→ SET EXERCISE: Format the data below as a JSON list of strings, one string per line, omitting blank lines. Leave the pictures out of your answer.
## START SUPPLIED DATA
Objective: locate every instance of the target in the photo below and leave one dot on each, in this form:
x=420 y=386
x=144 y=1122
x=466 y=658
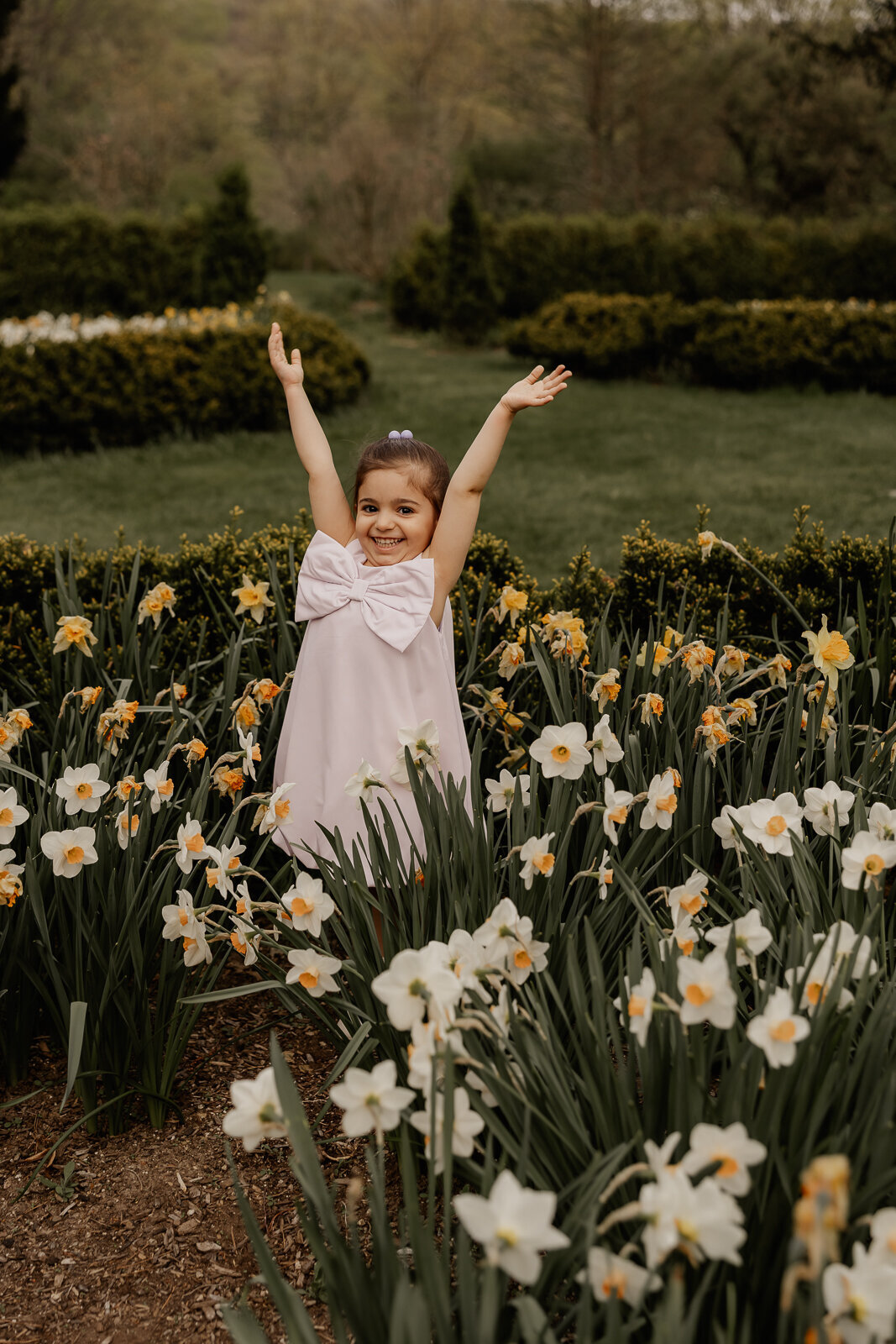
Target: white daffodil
x=364 y=784
x=773 y=823
x=417 y=981
x=707 y=991
x=605 y=745
x=883 y=1236
x=81 y=788
x=244 y=940
x=160 y=786
x=69 y=850
x=223 y=864
x=610 y=1276
x=616 y=808
x=11 y=815
x=862 y=1299
x=605 y=875
x=127 y=830
x=638 y=1011
x=181 y=920
x=271 y=816
x=537 y=855
x=828 y=806
x=423 y=743
x=196 y=948
x=829 y=652
x=661 y=803
x=257 y=1112
x=691 y=897
x=882 y=822
x=778 y=1028
x=752 y=937
x=468 y=1122
x=308 y=905
x=191 y=847
x=503 y=790
x=723 y=826
x=562 y=750
x=513 y=1225
x=731 y=1147
x=868 y=857
x=371 y=1101
x=705 y=1220
x=251 y=752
## END SUPPLIED DATA
→ FULL SOLUTION:
[
  "Objective: locate every instance of the target in the photo below and leave one dot on each, in this form:",
  "x=420 y=386",
  "x=144 y=1122",
  "x=466 y=658",
  "Target: white daffodil",
  "x=364 y=784",
  "x=773 y=823",
  "x=417 y=981",
  "x=707 y=991",
  "x=605 y=745",
  "x=883 y=1236",
  "x=81 y=788",
  "x=244 y=940",
  "x=160 y=786",
  "x=69 y=850",
  "x=223 y=864",
  "x=610 y=1276",
  "x=616 y=808",
  "x=11 y=815",
  "x=862 y=1299",
  "x=605 y=875",
  "x=127 y=830",
  "x=638 y=1011",
  "x=181 y=920",
  "x=271 y=816",
  "x=537 y=855",
  "x=828 y=806",
  "x=423 y=743",
  "x=196 y=948",
  "x=829 y=652",
  "x=661 y=803",
  "x=257 y=1112",
  "x=691 y=897",
  "x=882 y=822",
  "x=778 y=1028",
  "x=752 y=937",
  "x=468 y=1122",
  "x=308 y=905",
  "x=191 y=847",
  "x=503 y=790",
  "x=723 y=826",
  "x=562 y=750",
  "x=513 y=1225",
  "x=731 y=1147",
  "x=868 y=857",
  "x=371 y=1101",
  "x=705 y=1220",
  "x=251 y=752"
]